- **CONSEGNA**: Riporta per intero, parola per parola, il brano sulle tartarughe e le piante grasse.

- **TESTO CITATO**:
Sia come sia, ho creato per loro una piccola enclave delimitata da un lato da un antichissimo muro di pietre solo sovrapposte – una pared seca – e dall’altro da una quantità di pietre, simili a quelle che compongono il muro, che ho sistemato sul terreno bruno per creare un confine poroso, di cui, peraltro, le tartarughe non si curano affatto. Naturalmente possono arrivare solo alle foglie più basse, ma le ferite lasciate dai loro morsi sono bizzarre quanto le forme di alcune delle piante stesse. Intorno ai cactus ho piantato altre succulente, che in nederlandese chiamiamo vetplanten, «piante grasse». Una di queste, una delle molte varietà di eonio, ha foglie di un nero profondo e lucente, così magnificamente disposte intorno al centro da far pensare a un’intenzionale ricerca di simmetria e armonia. Il nero di quelle foglie è talmente intenso e, in realtà, sensuale da farne l’ornamento ideale per la tomba di una poetessa morta giovane. Per quanto io voglia bene alle mie tartarughe, stamattina ho visto quella più vecchia, una matriarca che da un’infinità di anni sopravvive qui all’inverno in mia assenza, provare con tutte le sue forze a distruggere con i suoi vecchi denti l’armonia di quella matematica simmetria a furia di morsi perversi: un sacrilegio.

- **RECORD FORNITI**:
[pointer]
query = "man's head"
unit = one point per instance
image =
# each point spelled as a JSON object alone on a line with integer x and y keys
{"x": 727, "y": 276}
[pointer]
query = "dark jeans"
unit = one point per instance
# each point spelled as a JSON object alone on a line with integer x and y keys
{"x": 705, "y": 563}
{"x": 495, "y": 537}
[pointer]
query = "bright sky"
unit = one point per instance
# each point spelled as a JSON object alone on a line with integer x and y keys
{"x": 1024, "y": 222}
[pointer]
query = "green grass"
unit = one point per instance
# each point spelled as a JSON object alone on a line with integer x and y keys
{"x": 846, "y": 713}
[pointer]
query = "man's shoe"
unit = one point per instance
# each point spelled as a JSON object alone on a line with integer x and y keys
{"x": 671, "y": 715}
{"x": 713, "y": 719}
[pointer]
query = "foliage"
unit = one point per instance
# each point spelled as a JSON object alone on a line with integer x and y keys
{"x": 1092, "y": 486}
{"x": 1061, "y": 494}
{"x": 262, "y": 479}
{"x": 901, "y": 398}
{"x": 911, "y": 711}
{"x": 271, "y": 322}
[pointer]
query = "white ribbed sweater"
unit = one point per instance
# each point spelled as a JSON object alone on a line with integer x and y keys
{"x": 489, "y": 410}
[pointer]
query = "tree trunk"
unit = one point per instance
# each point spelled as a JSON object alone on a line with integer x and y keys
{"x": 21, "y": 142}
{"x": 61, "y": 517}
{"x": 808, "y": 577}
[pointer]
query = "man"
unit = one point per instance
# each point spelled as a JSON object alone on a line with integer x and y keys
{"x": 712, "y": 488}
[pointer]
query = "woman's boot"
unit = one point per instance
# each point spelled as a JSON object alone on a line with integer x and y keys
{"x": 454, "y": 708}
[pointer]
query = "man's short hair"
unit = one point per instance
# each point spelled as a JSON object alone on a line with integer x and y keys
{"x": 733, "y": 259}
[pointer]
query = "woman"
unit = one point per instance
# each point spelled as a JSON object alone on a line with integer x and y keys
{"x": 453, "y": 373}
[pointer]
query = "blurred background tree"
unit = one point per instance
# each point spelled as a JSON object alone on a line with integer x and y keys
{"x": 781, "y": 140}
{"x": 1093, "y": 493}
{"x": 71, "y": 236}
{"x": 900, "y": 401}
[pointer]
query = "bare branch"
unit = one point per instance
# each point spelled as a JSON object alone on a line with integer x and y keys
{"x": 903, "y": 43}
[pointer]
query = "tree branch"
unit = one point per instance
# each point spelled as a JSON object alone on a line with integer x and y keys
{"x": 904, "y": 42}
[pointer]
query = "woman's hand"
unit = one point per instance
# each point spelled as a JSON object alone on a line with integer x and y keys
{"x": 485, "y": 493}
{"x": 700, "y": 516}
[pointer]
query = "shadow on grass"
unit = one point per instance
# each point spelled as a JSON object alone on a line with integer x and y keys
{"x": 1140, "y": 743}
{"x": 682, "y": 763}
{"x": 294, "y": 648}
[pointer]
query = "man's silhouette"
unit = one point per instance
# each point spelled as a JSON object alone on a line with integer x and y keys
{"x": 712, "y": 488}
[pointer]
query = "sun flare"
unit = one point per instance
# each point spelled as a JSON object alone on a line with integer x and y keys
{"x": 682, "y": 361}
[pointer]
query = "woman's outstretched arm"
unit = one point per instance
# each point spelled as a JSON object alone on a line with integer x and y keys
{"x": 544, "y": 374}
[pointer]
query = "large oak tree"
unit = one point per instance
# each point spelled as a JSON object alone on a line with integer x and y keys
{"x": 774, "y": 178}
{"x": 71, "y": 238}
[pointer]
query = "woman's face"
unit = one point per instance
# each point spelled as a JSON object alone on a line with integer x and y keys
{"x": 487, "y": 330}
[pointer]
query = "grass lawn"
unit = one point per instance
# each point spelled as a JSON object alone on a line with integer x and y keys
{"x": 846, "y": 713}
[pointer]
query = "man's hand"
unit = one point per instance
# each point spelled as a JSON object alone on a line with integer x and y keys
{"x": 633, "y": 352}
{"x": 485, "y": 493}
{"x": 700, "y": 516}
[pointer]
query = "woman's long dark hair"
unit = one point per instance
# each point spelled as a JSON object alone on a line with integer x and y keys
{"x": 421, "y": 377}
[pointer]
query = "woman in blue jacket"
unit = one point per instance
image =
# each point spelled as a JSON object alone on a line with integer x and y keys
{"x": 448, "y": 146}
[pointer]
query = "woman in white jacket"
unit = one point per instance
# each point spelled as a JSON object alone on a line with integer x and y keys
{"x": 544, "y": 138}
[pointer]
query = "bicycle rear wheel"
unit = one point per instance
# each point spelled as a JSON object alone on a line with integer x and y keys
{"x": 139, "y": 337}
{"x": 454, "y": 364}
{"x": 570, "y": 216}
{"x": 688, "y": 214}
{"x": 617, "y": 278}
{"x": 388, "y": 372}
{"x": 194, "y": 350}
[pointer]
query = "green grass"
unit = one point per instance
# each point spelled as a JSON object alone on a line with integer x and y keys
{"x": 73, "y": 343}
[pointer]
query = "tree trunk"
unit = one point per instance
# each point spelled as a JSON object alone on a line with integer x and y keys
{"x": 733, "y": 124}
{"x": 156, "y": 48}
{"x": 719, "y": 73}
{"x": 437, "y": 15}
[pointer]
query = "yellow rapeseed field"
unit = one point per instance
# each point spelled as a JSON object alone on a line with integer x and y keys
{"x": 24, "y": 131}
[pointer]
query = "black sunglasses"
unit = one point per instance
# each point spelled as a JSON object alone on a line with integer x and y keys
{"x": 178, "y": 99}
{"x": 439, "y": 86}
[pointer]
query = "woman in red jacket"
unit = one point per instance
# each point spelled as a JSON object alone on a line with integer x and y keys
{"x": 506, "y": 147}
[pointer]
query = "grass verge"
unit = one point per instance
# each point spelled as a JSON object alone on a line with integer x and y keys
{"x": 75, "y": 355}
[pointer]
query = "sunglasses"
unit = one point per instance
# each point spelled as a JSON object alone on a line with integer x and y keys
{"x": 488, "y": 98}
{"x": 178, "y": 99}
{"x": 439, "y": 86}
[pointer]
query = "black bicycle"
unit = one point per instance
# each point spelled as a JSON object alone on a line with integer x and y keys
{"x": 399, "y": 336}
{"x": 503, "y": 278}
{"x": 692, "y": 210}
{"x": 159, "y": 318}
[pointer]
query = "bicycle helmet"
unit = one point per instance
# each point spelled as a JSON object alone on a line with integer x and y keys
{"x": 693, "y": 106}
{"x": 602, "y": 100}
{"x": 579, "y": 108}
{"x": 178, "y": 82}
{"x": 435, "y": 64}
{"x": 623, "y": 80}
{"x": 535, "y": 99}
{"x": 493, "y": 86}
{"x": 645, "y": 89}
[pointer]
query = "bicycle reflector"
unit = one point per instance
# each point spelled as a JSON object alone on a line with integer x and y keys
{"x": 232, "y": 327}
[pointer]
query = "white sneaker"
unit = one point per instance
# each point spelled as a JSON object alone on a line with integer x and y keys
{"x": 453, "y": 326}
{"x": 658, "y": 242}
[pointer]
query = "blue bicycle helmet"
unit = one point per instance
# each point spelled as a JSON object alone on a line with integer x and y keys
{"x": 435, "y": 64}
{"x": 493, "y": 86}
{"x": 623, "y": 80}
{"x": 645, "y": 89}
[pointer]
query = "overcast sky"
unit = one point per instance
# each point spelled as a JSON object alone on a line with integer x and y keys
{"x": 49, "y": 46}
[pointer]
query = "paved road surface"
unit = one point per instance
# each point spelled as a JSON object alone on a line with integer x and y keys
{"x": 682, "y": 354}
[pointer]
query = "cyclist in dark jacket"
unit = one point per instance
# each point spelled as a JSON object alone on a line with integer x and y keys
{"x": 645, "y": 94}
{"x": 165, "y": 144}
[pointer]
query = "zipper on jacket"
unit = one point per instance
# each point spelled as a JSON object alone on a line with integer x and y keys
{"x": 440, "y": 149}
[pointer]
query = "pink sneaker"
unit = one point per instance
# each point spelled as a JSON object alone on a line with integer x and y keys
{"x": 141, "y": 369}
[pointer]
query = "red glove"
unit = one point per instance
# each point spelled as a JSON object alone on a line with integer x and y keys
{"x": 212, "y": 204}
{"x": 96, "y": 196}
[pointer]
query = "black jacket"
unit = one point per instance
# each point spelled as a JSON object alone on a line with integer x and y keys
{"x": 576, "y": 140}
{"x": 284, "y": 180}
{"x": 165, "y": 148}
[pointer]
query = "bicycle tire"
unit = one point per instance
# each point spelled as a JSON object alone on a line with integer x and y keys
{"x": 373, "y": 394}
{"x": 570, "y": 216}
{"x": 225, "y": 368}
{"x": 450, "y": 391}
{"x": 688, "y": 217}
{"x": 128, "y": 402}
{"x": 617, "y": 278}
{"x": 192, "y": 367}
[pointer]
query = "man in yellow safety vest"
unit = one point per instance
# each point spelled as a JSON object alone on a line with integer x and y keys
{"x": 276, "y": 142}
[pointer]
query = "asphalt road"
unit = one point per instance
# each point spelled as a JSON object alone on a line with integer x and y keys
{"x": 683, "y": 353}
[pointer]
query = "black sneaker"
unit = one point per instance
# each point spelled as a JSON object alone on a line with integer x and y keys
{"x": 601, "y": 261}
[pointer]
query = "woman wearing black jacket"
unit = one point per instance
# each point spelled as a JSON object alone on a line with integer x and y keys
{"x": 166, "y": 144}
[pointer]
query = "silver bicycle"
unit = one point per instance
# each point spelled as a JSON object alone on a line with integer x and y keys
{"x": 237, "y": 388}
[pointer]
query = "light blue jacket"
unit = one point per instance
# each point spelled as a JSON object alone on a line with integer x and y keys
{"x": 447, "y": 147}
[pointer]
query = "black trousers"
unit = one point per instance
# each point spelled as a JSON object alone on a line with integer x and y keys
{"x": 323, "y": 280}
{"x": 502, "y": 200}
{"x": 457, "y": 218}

- **RISPOSTA CORRETTA**:
Sia come sia, ho creato per loro una piccola enclave delimitata da un lato da un antichissimo muro di pietre solo sovrapposte – una pared seca – e dall’altro da una quantità di pietre, simili a quelle che compongono il muro, che ho sistemato sul terreno bruno per creare un confine poroso, di cui, peraltro, le tartarughe non si curano affatto. Naturalmente possono arrivare solo alle foglie più basse, ma le ferite lasciate dai loro morsi sono bizzarre quanto le forme di alcune delle piante stesse. Intorno ai cactus ho piantato altre succulente, che in nederlandese chiamiamo vetplanten, «piante grasse». Una di queste, una delle molte varietà di eonio, ha foglie di un nero profondo e lucente, così magnificamente disposte intorno al centro da far pensare a un’intenzionale ricerca di simmetria e armonia. Il nero di quelle foglie è talmente intenso e, in realtà, sensuale da farne l’ornamento ideale per la tomba di una poetessa morta giovane. Per quanto io voglia bene alle mie tartarughe, stamattina ho visto quella più vecchia, una matriarca che da un’infinità di anni sopravvive qui all’inverno in mia assenza, provare con tutte le sue forze a distruggere con i suoi vecchi denti l’armonia di quella matematica simmetria a furia di morsi perversi: un sacrilegio.